Work to do: Please copy all the lines that follow, word for word.

Rows from a dataset:
===============
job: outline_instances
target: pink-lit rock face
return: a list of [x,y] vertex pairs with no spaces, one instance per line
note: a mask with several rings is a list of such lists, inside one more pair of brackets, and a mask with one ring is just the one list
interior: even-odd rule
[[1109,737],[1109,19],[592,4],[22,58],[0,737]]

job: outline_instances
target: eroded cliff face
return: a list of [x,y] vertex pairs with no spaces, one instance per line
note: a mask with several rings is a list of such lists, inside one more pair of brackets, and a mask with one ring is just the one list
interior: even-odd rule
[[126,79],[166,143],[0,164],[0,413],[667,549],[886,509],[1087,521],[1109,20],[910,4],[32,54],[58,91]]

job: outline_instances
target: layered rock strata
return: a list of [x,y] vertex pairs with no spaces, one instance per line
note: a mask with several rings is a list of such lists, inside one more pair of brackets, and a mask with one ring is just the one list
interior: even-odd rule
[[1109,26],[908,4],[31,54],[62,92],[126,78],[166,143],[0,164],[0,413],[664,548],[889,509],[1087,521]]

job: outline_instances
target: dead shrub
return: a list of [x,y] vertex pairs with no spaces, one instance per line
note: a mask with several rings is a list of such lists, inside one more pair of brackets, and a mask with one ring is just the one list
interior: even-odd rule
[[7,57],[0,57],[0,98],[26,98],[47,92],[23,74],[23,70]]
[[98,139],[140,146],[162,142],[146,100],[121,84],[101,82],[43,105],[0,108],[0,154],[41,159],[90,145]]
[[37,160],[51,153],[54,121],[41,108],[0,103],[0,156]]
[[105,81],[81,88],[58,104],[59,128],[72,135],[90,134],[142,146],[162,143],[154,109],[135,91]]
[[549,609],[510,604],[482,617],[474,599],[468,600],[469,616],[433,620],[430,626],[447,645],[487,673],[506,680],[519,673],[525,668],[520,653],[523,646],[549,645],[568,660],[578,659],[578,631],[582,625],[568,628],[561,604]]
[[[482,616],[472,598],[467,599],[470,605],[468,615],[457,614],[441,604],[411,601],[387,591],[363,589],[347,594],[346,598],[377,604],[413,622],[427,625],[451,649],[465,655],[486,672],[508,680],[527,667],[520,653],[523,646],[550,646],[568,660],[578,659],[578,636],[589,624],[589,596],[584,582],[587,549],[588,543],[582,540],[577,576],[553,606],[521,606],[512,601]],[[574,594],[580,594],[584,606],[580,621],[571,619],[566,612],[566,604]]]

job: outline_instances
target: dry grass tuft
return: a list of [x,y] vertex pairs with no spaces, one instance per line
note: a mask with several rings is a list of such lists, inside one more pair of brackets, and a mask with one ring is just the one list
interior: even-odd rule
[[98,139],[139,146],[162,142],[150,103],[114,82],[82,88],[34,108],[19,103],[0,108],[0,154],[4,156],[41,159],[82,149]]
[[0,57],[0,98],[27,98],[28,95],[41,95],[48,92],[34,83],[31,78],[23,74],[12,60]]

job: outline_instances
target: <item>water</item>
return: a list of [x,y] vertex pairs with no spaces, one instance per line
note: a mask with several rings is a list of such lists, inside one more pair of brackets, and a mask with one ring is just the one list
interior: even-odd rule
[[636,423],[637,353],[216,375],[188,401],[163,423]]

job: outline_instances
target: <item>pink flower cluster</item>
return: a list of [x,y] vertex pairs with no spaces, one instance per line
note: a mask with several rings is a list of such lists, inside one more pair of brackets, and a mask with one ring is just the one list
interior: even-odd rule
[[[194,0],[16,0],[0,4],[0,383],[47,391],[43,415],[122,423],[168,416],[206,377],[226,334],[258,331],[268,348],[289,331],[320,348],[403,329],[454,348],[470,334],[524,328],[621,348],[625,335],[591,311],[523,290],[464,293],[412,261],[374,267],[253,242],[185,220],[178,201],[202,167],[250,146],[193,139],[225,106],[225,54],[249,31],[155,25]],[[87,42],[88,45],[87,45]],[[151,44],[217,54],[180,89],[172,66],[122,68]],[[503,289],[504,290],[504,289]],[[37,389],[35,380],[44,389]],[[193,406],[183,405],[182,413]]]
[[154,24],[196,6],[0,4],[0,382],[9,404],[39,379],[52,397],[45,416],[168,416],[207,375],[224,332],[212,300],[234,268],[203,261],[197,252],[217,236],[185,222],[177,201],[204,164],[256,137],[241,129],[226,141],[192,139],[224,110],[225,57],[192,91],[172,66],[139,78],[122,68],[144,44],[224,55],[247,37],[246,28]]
===============
Full answer:
job: outline_instances
target: pink-lit rock face
return: a list of [x,y] vertex pairs with no spaces, one instance per line
note: a mask with several rings is a list of such lists, inside one more pair of brackets, and a mask with one ring is just the one list
interior: even-odd rule
[[1109,737],[1109,19],[592,4],[22,58],[0,737]]

job: outline_instances
target: eroded cliff face
return: a list of [x,y] vertex pairs with no spaces, one instance per line
note: a mask with several rings is a list of such lists, inside one more pair of brackets, and a mask with one ring is just the one list
interior: even-odd rule
[[126,79],[166,143],[0,164],[0,413],[667,549],[886,509],[1087,521],[1109,20],[910,4],[32,54],[58,91]]

job: outline_instances
target: layered rock strata
return: a list of [x,y] vertex pairs with no spaces, one instance per line
note: a mask with several rings is a list of such lists, inside one more pair of brackets, and a mask with one ring is just the one list
interior: even-odd rule
[[1109,26],[908,4],[31,54],[62,92],[126,78],[166,143],[0,164],[0,413],[664,548],[889,509],[1087,521]]

job: outline_instances
target: dead shrub
return: a list of [x,y] vertex pairs with no spaces, one instance per line
note: a mask with several rings is a list of such lists, inside one more pair of brackets, and a mask with one ring is just the one list
interior: even-odd rule
[[7,57],[0,57],[0,98],[26,98],[47,92],[23,74],[23,70]]
[[98,139],[140,146],[162,142],[146,100],[121,84],[101,82],[43,105],[0,108],[0,154],[41,159],[90,145]]
[[37,160],[51,153],[54,121],[41,108],[0,103],[0,156]]
[[105,81],[81,88],[58,104],[59,128],[72,135],[90,134],[142,146],[162,143],[154,109],[135,91]]
[[549,609],[510,604],[482,617],[474,599],[468,600],[469,616],[433,620],[430,626],[447,645],[487,673],[506,680],[519,673],[525,668],[520,653],[523,646],[549,645],[568,660],[578,659],[578,631],[582,625],[568,628],[561,604]]
[[[482,616],[472,598],[467,599],[470,605],[468,615],[457,614],[441,604],[411,601],[387,591],[363,589],[347,594],[346,598],[377,604],[413,622],[427,625],[451,649],[465,655],[486,672],[508,680],[527,667],[520,653],[523,646],[550,646],[568,660],[578,659],[578,636],[589,624],[589,596],[584,582],[587,549],[588,543],[582,540],[577,576],[553,606],[521,606],[512,601]],[[574,594],[580,594],[584,606],[580,621],[571,619],[566,612],[566,604]]]

job: outline_instances
target: dry grass tuft
return: a list of [x,y] vertex pairs with no spaces, one instance per line
note: a mask with several rings is a list of such lists, inside one more pair of brackets, and a mask with one ring is just the one list
interior: even-odd rule
[[98,139],[139,146],[162,142],[150,103],[114,82],[82,88],[34,108],[19,103],[0,108],[0,154],[4,156],[41,159],[82,149]]
[[0,57],[0,98],[27,98],[28,95],[41,95],[48,92],[34,83],[31,78],[23,74],[12,60]]

job: outline_instances
target: <item>water</item>
return: a list of [x,y] vertex pairs with no spaces, one instance per line
note: a mask with several rings is a list of such lists, inside one more pair of brackets, and a mask with one ring is just the one list
interior: even-odd rule
[[636,423],[637,353],[216,375],[188,401],[163,423]]

job: outline_instances
target: <item>pink flower cluster</item>
return: a list of [x,y] vertex pairs with no spaces, one instance per line
note: a mask with several rings is a list of such lists, inside one more pair of brackets, and a mask with one ring is just the one list
interior: even-odd rule
[[[194,0],[16,0],[0,4],[0,383],[47,391],[43,415],[122,423],[168,416],[206,377],[226,334],[258,331],[268,348],[289,331],[320,348],[403,329],[454,348],[470,334],[524,328],[621,348],[625,335],[591,311],[523,290],[464,293],[412,261],[374,267],[253,242],[185,220],[178,201],[202,167],[250,146],[193,139],[225,106],[225,54],[249,31],[155,25]],[[87,42],[88,45],[87,45]],[[151,44],[217,54],[180,89],[172,66],[122,68]],[[503,289],[504,290],[504,289]],[[37,389],[35,380],[44,389]],[[193,406],[183,405],[182,413]]]
[[154,24],[196,6],[0,4],[0,382],[9,404],[39,379],[52,397],[45,416],[168,416],[207,375],[224,332],[212,300],[234,268],[203,261],[197,252],[217,236],[185,222],[177,201],[204,164],[256,137],[241,129],[226,141],[192,139],[224,110],[225,57],[192,91],[172,66],[139,78],[122,68],[144,44],[224,55],[247,37],[246,28]]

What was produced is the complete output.